Pick out each line in the material below that contains the word "tree", and copy those lines.

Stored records
START

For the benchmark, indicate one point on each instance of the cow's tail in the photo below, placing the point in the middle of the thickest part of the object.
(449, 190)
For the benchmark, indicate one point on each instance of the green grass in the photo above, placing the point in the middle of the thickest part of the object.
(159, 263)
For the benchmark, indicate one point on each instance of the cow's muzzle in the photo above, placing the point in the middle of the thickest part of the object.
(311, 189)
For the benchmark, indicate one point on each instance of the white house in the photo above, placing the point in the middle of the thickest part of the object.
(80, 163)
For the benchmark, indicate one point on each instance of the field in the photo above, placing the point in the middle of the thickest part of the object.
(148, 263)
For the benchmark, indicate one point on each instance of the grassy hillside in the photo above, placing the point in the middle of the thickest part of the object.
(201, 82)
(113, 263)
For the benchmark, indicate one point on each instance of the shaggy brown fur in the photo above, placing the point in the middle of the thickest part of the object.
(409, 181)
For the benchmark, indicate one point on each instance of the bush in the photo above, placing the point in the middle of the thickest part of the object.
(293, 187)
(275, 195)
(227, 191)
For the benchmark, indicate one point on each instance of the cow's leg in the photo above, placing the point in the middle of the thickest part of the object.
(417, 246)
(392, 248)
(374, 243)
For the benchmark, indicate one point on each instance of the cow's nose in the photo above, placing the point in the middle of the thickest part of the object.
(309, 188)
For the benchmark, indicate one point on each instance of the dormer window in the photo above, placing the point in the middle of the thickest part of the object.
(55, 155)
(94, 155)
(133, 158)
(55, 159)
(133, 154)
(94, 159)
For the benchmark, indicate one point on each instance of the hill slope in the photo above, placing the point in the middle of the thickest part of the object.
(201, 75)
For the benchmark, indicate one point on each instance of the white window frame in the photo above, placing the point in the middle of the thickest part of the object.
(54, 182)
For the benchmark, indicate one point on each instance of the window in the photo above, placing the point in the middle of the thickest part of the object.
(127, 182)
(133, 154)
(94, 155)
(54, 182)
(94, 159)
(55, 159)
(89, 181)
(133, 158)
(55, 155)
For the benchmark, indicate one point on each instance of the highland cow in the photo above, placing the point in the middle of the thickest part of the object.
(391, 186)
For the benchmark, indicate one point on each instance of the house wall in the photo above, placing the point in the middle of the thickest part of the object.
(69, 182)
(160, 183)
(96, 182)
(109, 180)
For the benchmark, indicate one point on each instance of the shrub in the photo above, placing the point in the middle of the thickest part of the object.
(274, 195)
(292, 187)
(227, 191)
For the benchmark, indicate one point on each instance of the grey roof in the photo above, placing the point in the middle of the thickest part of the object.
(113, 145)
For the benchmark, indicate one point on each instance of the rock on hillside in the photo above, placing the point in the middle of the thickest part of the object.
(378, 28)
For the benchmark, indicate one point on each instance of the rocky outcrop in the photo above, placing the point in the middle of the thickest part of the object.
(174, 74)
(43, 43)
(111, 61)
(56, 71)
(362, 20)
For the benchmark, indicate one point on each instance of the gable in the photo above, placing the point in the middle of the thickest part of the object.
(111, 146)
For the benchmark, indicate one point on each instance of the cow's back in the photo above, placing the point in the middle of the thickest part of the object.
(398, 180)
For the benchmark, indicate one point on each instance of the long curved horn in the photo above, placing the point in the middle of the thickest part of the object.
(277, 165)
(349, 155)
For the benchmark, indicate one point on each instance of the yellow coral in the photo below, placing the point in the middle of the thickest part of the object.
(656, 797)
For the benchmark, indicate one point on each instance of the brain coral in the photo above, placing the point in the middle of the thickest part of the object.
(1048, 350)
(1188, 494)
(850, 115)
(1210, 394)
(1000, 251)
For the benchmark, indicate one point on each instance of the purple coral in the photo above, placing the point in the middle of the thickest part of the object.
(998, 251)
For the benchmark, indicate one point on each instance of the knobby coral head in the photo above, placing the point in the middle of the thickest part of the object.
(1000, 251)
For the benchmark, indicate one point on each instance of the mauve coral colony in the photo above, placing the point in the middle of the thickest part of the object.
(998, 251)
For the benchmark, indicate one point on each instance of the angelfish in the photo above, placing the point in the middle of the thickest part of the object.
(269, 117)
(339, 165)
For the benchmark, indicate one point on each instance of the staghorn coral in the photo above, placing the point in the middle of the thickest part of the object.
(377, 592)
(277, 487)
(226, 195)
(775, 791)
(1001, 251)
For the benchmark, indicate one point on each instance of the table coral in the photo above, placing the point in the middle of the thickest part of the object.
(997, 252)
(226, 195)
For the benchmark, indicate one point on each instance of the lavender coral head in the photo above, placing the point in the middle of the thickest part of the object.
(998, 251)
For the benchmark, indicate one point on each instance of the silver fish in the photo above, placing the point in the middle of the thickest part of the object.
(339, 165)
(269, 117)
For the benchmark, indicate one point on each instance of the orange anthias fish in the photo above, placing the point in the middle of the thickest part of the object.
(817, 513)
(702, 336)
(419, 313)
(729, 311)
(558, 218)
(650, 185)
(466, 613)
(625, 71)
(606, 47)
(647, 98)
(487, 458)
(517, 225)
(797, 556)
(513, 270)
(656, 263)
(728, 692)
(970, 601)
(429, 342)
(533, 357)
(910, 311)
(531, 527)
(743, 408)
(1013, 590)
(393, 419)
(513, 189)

END
START

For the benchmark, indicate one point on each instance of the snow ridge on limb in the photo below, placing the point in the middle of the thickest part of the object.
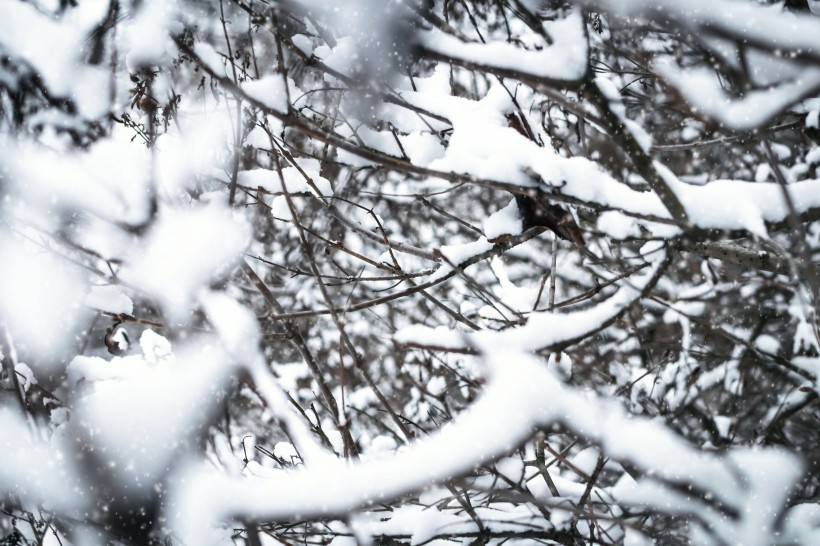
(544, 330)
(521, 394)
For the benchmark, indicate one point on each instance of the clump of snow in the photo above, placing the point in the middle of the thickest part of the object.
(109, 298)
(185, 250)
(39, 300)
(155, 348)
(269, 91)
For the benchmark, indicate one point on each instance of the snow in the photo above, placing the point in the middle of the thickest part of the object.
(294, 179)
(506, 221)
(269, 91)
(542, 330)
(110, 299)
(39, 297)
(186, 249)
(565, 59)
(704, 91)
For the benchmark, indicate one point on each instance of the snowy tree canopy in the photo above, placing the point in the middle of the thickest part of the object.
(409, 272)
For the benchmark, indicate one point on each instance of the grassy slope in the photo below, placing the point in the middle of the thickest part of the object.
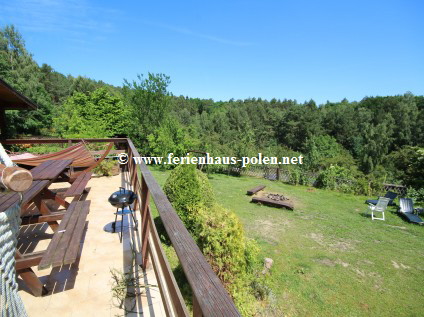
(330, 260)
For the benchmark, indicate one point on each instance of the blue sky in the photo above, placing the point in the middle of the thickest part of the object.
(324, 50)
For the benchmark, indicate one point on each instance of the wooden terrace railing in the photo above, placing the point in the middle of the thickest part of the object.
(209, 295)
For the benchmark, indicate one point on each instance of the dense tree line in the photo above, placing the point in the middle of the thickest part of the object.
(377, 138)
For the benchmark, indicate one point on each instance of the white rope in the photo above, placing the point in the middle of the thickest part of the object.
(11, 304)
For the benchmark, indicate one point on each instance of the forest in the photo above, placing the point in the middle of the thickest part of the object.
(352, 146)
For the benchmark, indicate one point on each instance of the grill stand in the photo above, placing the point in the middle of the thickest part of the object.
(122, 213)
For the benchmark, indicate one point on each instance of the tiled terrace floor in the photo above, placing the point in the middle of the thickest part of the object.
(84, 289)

END
START

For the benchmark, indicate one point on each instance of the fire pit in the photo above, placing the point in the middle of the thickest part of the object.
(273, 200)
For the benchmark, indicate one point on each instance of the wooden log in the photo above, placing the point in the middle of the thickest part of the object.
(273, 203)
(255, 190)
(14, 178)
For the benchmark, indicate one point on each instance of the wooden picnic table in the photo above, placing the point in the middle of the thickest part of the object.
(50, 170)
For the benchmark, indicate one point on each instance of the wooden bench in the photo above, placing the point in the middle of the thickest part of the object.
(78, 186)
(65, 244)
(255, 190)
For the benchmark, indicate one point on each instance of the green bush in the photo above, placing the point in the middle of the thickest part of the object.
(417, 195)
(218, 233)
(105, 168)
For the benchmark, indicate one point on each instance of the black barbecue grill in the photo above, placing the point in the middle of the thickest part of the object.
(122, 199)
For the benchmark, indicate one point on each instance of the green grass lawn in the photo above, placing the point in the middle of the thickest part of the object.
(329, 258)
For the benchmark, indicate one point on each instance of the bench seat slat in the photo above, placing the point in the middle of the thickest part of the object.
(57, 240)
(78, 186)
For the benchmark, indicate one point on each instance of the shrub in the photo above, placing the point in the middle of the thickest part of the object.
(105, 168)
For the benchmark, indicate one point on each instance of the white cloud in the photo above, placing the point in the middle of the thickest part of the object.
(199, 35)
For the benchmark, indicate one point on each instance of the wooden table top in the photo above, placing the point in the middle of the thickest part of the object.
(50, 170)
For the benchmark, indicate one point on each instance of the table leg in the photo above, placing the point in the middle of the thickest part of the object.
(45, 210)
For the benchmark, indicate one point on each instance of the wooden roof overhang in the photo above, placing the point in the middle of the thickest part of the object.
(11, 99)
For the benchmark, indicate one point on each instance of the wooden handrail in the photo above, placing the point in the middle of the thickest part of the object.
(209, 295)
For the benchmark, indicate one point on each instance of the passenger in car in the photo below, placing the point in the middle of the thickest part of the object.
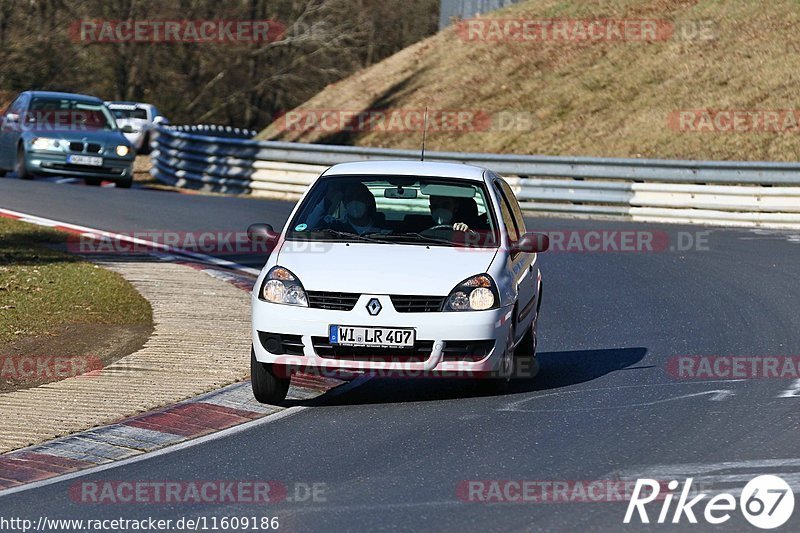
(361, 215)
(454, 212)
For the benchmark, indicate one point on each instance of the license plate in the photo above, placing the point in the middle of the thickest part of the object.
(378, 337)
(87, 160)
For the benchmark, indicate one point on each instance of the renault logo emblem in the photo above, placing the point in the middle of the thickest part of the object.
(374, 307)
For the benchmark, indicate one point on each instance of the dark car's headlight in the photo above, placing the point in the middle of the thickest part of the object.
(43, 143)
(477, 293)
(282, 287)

END

# EXERCISE OUTPUT
For the benchmark, indicate one point on each instance of the snowy tree canopy in the photo above, placing the point in the middle of the thickest part of the object.
For the benchmark, indicate one point on each instance of the dense tree line in the photo above, placing the point in the middle of the thickest part of the object.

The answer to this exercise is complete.